### [TASK PROMPT]
Starting at the line that holds "on the tall", set down each line through the end of the listing, exactly as written and with nothing added.

### [INPUT DATA]
* * *
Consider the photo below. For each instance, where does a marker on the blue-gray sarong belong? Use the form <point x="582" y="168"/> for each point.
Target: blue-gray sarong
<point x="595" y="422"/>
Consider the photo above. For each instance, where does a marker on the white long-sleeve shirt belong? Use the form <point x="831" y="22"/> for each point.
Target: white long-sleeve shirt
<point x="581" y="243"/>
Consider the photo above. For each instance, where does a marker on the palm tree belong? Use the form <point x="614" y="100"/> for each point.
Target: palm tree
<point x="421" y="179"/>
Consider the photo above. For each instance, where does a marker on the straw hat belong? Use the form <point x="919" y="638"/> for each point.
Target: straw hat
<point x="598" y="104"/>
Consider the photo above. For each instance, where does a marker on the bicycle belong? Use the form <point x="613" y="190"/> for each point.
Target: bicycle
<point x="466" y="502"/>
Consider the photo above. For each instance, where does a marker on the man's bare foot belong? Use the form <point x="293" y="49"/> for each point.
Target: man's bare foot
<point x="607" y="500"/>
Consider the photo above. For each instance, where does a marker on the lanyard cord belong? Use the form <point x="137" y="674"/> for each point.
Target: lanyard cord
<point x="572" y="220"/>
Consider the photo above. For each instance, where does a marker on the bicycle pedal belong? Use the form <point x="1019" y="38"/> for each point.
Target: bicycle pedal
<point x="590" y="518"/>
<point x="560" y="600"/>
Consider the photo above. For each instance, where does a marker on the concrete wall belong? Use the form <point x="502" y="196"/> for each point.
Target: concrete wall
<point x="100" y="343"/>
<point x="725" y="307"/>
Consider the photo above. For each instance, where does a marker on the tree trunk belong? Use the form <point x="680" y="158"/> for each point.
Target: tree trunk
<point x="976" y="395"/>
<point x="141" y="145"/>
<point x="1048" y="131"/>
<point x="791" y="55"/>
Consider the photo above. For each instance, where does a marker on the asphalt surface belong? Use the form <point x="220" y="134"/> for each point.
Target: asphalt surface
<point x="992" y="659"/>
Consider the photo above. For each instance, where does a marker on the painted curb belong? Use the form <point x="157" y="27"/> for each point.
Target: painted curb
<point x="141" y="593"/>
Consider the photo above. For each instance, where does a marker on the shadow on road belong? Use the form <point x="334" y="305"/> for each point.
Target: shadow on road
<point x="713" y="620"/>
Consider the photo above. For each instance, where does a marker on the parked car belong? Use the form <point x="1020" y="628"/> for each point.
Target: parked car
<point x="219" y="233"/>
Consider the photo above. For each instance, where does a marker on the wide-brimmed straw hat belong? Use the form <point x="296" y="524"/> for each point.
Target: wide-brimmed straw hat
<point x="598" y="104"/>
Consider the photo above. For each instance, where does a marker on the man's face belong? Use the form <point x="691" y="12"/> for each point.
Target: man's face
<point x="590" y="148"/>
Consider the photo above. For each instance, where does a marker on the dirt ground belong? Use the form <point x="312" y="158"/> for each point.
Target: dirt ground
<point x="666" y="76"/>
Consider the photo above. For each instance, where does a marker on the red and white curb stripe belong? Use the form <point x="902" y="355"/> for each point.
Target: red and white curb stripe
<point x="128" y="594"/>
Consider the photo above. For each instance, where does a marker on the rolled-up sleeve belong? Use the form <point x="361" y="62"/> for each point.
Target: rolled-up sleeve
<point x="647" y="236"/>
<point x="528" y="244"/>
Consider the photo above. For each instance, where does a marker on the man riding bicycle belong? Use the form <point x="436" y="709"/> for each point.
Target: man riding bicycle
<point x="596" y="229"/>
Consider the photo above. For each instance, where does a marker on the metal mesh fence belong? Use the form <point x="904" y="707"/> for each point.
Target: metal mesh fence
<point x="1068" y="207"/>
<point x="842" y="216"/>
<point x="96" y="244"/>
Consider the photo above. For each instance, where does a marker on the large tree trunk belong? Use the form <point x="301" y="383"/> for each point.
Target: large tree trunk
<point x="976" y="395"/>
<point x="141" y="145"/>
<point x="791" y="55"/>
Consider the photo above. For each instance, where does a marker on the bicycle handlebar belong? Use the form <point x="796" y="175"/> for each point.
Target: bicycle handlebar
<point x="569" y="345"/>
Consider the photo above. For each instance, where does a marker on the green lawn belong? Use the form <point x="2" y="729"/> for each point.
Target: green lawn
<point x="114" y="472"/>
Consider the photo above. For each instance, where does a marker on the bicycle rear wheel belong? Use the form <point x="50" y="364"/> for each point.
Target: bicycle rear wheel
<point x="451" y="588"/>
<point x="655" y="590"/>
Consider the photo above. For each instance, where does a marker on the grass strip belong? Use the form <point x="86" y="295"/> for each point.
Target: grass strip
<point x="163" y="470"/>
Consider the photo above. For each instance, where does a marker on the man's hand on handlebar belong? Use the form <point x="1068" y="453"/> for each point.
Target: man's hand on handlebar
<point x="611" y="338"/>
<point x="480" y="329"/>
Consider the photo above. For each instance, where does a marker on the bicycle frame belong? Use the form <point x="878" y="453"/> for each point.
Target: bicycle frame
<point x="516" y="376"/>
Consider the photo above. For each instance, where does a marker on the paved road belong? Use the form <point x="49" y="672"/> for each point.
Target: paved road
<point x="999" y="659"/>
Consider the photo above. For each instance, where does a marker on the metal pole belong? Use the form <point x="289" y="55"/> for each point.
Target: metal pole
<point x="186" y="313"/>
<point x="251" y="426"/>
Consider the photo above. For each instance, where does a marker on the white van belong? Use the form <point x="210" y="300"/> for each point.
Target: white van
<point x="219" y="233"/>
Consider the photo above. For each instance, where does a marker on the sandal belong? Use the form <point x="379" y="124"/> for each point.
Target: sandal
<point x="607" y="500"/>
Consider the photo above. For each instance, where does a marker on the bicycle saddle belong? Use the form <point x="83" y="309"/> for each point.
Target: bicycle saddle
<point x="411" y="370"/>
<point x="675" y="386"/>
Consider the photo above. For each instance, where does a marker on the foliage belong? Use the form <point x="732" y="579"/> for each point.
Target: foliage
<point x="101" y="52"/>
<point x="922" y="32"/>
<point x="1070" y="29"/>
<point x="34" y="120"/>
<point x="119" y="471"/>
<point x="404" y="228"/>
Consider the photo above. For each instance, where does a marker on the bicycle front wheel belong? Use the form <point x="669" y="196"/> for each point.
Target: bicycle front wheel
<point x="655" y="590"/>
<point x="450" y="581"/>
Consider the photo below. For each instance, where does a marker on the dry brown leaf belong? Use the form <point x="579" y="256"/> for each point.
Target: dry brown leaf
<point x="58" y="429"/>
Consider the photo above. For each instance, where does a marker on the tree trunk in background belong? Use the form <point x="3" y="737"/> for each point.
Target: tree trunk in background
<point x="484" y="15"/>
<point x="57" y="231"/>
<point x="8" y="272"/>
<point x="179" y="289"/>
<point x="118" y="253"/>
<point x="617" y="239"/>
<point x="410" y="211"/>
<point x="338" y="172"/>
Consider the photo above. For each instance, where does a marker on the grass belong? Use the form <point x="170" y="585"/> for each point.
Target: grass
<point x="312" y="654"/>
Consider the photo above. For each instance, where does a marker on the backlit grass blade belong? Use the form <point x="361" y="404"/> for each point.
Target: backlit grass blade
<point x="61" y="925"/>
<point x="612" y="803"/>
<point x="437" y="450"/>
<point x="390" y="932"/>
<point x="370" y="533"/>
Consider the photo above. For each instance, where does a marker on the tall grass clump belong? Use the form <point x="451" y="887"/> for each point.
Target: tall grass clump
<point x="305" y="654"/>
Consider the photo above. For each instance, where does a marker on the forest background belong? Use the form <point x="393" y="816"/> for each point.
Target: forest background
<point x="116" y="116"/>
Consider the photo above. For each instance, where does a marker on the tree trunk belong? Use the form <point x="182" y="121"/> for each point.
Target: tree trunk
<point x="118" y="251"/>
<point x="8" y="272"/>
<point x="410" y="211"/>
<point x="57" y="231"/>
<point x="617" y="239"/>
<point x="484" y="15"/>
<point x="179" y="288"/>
* * *
### [ANSWER TO THE PROBLEM]
Consider the photo above. For each instance, where does a marker on the tall grass clump belong? Use the form <point x="451" y="887"/> for each point.
Target: tall grass clump
<point x="305" y="654"/>
Consider the photo above. For each instance, where does a marker on the forest background belong? Use the form <point x="393" y="816"/> for each point.
Target: forest background
<point x="116" y="116"/>
Consider the photo above. For each instance, where does a marker on the tree trunk belong? Use the form <point x="182" y="121"/> for each point.
Target: tree trunk
<point x="118" y="251"/>
<point x="8" y="272"/>
<point x="410" y="211"/>
<point x="57" y="231"/>
<point x="617" y="239"/>
<point x="484" y="15"/>
<point x="179" y="288"/>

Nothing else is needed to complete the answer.